**ARTICLE**.

----

Public bug reported:

Hi, I'm trying to solve a periodic channel (with stokes eq.) with periodic boundary condition, 
but unfortunately I have an oscillating field of pressure (that I suppose) due 
to the assignment of the periodicBC.. how can I solve the problem?
I attach the code.. 


#Stokes taylor-hood periodic channel

from dolfin import *
xf=5
h=2
nx=90
ny=60
mesh=Rectangle(0,0,xf,h,nx,ny,'left')

V = VectorFunctionSpace(mesh, "CG", 2)
Q = FunctionSpace(mesh, "CG", 1)
W = V * Q

class DirichletBoundary(SubDomain):
    def inside(self, x, on_boundary):
        return bool((abs(x[1]) < DOLFIN_EPS or abs(x[1]-h) <(DOLFIN_EPS)) and on_boundary)

def by1(x):
      return x[0] >(xf-DOLFIN_EPS)

class PeriodicBoundary(SubDomain):
    def inside(self, x, on_boundary):
        return bool(abs(x[0]) < DOLFIN_EPS and on_boundary)

----

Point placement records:
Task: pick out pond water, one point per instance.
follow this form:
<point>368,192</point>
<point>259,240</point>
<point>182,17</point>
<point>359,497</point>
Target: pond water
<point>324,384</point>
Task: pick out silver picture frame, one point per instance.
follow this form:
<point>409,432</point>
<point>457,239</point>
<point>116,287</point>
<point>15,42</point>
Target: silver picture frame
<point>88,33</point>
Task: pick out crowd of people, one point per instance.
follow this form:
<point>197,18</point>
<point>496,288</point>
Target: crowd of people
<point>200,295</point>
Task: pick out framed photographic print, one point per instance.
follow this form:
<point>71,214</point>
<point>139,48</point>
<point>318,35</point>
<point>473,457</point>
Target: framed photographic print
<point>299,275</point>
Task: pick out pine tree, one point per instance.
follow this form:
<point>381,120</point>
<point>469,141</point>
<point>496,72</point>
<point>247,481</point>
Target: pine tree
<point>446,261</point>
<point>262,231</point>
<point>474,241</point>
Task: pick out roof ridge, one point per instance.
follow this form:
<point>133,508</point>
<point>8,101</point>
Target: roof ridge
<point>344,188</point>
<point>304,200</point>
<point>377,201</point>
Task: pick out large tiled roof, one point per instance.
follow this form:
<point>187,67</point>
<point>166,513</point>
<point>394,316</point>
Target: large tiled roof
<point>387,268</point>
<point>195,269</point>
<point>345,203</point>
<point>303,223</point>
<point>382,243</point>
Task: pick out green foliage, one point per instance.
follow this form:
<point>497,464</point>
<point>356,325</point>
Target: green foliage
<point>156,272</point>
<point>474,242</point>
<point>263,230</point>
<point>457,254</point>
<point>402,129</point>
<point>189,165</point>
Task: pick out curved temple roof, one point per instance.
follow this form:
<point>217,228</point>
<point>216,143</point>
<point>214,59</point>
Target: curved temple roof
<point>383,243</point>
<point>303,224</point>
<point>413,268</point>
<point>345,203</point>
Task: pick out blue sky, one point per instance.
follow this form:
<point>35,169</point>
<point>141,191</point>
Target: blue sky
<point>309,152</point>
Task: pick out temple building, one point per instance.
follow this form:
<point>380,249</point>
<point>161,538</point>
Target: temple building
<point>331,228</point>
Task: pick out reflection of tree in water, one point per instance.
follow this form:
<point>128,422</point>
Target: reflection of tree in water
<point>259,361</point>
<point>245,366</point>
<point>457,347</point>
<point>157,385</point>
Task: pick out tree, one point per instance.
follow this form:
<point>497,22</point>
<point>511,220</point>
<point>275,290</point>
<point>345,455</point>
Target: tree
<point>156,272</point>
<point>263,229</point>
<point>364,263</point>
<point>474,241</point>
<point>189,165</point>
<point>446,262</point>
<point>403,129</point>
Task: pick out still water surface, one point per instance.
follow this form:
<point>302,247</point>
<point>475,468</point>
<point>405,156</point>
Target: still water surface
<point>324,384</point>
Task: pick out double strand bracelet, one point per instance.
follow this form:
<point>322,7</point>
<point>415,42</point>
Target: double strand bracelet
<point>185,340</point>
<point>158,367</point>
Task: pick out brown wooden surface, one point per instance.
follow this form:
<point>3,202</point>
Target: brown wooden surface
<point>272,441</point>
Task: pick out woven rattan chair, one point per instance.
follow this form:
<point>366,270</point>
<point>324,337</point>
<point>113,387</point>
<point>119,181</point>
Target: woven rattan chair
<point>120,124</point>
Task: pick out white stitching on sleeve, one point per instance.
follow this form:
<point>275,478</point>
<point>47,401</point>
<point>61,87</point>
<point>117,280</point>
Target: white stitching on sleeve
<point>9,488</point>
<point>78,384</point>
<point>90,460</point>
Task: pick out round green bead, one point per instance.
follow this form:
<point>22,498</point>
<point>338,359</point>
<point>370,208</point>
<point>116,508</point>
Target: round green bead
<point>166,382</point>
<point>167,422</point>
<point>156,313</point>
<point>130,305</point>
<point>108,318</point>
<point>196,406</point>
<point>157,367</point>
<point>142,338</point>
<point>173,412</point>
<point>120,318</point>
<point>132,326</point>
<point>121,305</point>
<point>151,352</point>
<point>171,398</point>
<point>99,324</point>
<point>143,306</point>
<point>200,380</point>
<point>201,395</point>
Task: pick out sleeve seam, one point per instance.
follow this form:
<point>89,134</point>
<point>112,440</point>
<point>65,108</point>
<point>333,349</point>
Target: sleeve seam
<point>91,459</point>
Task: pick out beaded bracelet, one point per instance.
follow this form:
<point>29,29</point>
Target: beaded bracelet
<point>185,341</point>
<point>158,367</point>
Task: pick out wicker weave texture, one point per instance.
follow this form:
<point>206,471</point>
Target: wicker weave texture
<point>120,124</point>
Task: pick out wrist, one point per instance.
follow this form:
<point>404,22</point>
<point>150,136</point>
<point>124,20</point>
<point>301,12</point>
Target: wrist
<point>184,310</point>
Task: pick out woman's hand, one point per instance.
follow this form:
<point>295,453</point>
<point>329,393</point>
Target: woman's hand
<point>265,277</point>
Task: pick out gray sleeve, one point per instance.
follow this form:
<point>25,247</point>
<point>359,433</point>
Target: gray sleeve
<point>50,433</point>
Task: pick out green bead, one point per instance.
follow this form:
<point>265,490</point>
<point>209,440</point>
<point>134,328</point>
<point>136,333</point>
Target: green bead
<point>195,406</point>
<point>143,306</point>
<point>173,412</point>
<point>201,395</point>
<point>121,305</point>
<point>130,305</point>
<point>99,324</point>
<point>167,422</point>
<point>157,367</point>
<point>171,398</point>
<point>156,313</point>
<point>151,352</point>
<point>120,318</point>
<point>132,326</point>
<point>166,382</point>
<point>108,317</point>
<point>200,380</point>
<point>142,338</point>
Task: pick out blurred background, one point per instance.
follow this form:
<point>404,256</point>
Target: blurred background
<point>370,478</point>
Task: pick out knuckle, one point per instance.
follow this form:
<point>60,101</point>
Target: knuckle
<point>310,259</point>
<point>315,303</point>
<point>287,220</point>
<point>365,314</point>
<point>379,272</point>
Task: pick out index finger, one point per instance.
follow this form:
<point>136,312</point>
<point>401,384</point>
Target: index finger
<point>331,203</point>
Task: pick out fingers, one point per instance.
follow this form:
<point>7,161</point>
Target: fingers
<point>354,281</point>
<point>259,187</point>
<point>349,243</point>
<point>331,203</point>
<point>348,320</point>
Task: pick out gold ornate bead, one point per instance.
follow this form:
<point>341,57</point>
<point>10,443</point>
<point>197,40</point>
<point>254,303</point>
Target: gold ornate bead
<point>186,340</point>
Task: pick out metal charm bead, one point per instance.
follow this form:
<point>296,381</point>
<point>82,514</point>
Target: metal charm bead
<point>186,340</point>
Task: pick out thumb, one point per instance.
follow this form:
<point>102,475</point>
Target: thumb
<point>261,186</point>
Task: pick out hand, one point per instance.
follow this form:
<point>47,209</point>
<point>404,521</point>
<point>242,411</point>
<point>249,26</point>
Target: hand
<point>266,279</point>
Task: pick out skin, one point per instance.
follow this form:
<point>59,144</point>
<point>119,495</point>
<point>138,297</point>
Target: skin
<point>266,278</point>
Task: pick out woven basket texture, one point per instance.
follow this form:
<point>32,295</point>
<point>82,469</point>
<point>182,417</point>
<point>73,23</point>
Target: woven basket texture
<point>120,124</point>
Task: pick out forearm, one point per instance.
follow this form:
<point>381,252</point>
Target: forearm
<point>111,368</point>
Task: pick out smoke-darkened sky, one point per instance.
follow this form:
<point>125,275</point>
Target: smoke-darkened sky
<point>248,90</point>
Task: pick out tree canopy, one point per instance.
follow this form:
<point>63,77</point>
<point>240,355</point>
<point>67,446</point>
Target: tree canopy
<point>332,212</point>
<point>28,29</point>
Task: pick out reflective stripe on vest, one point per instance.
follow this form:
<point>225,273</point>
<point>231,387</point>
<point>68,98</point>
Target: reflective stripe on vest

----

**REQUIRED WORK**. Resume the bug report about the periodic Stokes channel from where it stops.

**RESPONSE**.
    def map(self, x, y):
        y[1]=x[1]
    def map(self, x, y):
        y[0]=by1(x)


pbc = PeriodicBoundary()
pbc_x=PeriodicBC(V.sub(0), pbc)
pbc_y=PeriodicBC(V.sub(1), pbc)


u00=Constant((0,0))
dbc = DirichletBoundary()
bc0 = DirichletBC(V,u00, dbc)

bcs = [bc0, pbc_x, pbc_y]

(v, q) = TestFunctions(W)
(u, p) = TrialFunctions(W)
f = Constant((0.0019, 0.0))
a = (inner(grad(v), grad(u)) - div(v)*p + q*div(u))*dx
L = inner(v, f)*dx

problem = VariationalProblem(a, L, bcs)
U = problem.solve()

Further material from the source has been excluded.